Work instructions: Please give nothing except the number of lines in the records below that include the word "tree".

Supplied data:
——

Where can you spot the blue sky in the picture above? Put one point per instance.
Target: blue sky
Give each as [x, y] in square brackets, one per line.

——

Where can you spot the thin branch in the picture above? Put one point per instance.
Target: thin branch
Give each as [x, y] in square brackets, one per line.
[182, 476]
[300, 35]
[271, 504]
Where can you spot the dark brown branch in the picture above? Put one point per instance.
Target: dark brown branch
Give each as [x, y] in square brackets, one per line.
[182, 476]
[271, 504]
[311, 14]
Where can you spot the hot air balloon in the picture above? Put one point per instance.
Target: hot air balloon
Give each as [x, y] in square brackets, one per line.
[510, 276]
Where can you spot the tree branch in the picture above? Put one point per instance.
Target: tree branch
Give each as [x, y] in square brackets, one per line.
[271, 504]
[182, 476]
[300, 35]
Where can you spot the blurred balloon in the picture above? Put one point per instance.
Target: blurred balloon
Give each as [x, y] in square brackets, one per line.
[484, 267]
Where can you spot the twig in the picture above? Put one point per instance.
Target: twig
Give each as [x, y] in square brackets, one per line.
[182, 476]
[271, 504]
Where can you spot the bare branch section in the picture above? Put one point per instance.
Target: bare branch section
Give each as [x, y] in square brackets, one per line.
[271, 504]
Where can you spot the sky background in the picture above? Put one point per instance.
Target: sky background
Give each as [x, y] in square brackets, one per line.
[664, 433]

——

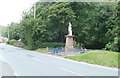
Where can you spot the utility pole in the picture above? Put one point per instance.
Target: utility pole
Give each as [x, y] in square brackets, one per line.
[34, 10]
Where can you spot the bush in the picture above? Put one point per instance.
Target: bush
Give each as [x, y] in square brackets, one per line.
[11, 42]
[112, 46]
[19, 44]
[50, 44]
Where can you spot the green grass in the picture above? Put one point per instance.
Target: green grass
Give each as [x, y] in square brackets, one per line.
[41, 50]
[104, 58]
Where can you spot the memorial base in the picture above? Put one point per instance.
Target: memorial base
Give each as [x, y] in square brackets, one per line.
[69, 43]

——

Problem solution: 2